Jim Schutt Dec. 11, 2012, 4:33 p.m. UTC | #1
On 12/09/2012 07:04 AM, Liu Bo wrote:
> On Wed, Dec 05, 2012 at 09:07:05AM -0700, Jim Schutt wrote:
>> > Hi,
>> > 
>> > I'm hitting a btrfs locking issue with 3.7.0-rc8.
>> > 
>> > The btrfs filesystem in question is backing a Ceph OSD
>> > under a heavy write load from many cephfs clients.
>> > 
>> > I reported this issue a while ago:
>> >   http://www.spinics.net/lists/linux-btrfs/msg19370.html
>> > when I was testing what I thought might be part of the
>> > 3.7 btrfs patch queue, using Josef Bacik's btrfs-next tree.
>> > 
>> > I spent some time attempting to bisect the btrfs patch queue
>> > just before it was merged for 3.7, but got nowhere due to
>> > false negatives.
>> > 
>> > I've just been able to get back to testing 3.7-rc, and found
>> > that I can still trigger the issue.
> Hi Jim,
> 
> Could you please apply the following patch to test if it works?

• AIM OF THE EXERCISE: Write what comes next in the btrfs locking thread, picking up right after its last line. The rows that follow this thread aren't needed.

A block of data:

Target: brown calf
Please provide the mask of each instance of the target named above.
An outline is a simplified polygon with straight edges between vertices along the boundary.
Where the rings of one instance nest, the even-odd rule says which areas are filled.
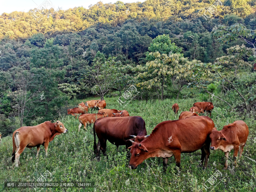
[[[234,149],[233,156],[235,158],[237,156],[238,151],[240,154],[239,157],[242,155],[243,147],[249,134],[248,126],[242,121],[236,121],[233,123],[225,125],[220,131],[217,131],[216,127],[214,127],[212,131],[212,133],[210,135],[212,142],[211,149],[220,149],[225,153],[226,160],[224,169],[227,169],[230,151]],[[236,160],[235,162],[236,163]]]

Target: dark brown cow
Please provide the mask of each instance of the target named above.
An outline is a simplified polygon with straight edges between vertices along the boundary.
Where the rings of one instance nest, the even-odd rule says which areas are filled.
[[[16,166],[20,165],[20,156],[26,147],[31,149],[36,146],[37,157],[40,150],[40,145],[44,145],[47,157],[49,142],[53,140],[56,135],[67,133],[67,131],[59,121],[53,123],[45,121],[36,126],[22,127],[13,134],[13,162],[15,160]]]
[[[211,102],[197,102],[194,104],[193,106],[202,108],[204,111],[207,112],[207,114],[210,113],[210,116],[211,116],[212,110],[214,107]]]
[[[94,105],[94,107],[98,107],[99,109],[104,109],[106,107],[107,104],[106,104],[106,101],[105,100],[98,100],[95,103]]]
[[[113,115],[112,113],[116,113],[118,112],[118,110],[116,109],[102,109],[98,111],[98,113],[102,114],[104,113],[108,115],[109,117],[114,117],[115,115]]]
[[[197,107],[192,107],[189,109],[189,112],[192,113],[203,113],[204,110],[201,108],[199,108]]]
[[[88,108],[94,108],[95,104],[97,102],[98,100],[91,100],[87,101],[85,102],[85,106],[87,107]]]
[[[77,118],[77,116],[75,114],[83,114],[86,113],[88,112],[88,108],[85,107],[84,108],[84,110],[82,111],[78,107],[76,107],[73,109],[68,109],[67,110],[67,111],[68,115],[70,115],[71,114],[73,116],[76,117],[76,119]]]
[[[214,127],[210,135],[212,142],[211,149],[220,149],[225,153],[226,160],[224,169],[226,170],[228,168],[228,154],[232,149],[234,149],[234,158],[237,156],[239,150],[239,157],[241,157],[249,134],[248,126],[242,121],[236,121],[225,125],[220,131],[217,131],[216,127]],[[235,162],[236,163],[236,159]]]
[[[192,113],[189,111],[183,111],[180,113],[180,115],[179,116],[179,119],[185,119],[188,117],[199,116],[198,114],[195,113]]]
[[[179,111],[179,106],[178,105],[177,103],[175,103],[172,105],[172,110],[176,114],[178,113],[178,111]]]
[[[132,142],[132,146],[128,148],[131,155],[129,167],[135,169],[146,159],[161,157],[165,171],[169,158],[174,156],[176,165],[179,167],[181,153],[192,153],[200,149],[201,165],[204,160],[204,168],[206,168],[210,154],[210,135],[214,127],[212,120],[205,116],[162,122],[146,139],[139,143]]]
[[[78,120],[80,122],[80,124],[78,126],[78,132],[80,132],[80,128],[82,125],[84,125],[84,128],[87,130],[86,125],[87,123],[93,123],[97,119],[100,117],[106,117],[107,114],[105,113],[101,114],[100,113],[92,113],[82,114],[78,117]]]
[[[126,110],[119,110],[118,111],[118,113],[121,113],[123,112],[122,114],[125,117],[128,117],[130,116],[128,112]]]
[[[139,116],[117,117],[112,118],[106,117],[98,119],[93,125],[94,143],[93,148],[96,157],[100,157],[100,150],[106,156],[107,140],[108,140],[117,147],[125,145],[126,149],[131,145],[129,139],[135,135],[140,136],[140,139],[147,135],[145,121]],[[97,146],[96,134],[98,140]],[[142,137],[143,136],[143,137]]]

• RESPONSE FOR THIS EXERCISE:
Hi,

So far, with your patch applied I've been unable to reproduce
the recursive deadlock.  Thanks a lot for this patch!
This issue has been troubling me for a while.

I've been trying to learn more about btrfs internals -
if you have the time to answer a couple questions about
your patch, I'd really appreciate it.

> 
> (It's against 3.7-rc8.)
> 
> diff --git a/fs/btrfs/extent-tree.c b/fs/btrfs/extent-tree.c
> index 3d3e2c1..100289b 100644
> --- a/fs/btrfs/extent-tree.c
> +++ b/fs/btrfs/extent-tree.c
> @@ -3346,7 +3346,8 @@ u64 btrfs_get_alloc_profile(struct btrfs_root
> *root, int data)
>  
>  	if (data)
>  		flags = BTRFS_BLOCK_GROUP_DATA;
> -	else if (root == root->fs_info->chunk_root)
> +	else if (root == root->fs_info->chunk_root ||
> +		 root == root->fs_info->dev_root)
>  		flags = BTRFS_BLOCK_GROUP_SYSTEM;
>  	else
>  		flags = BTRFS_BLOCK_GROUP_METADATA;
> @@ -3535,6 +3536,7 @@ static u64 get_system_chunk_thresh(struct
> btrfs_root *root, u64 type)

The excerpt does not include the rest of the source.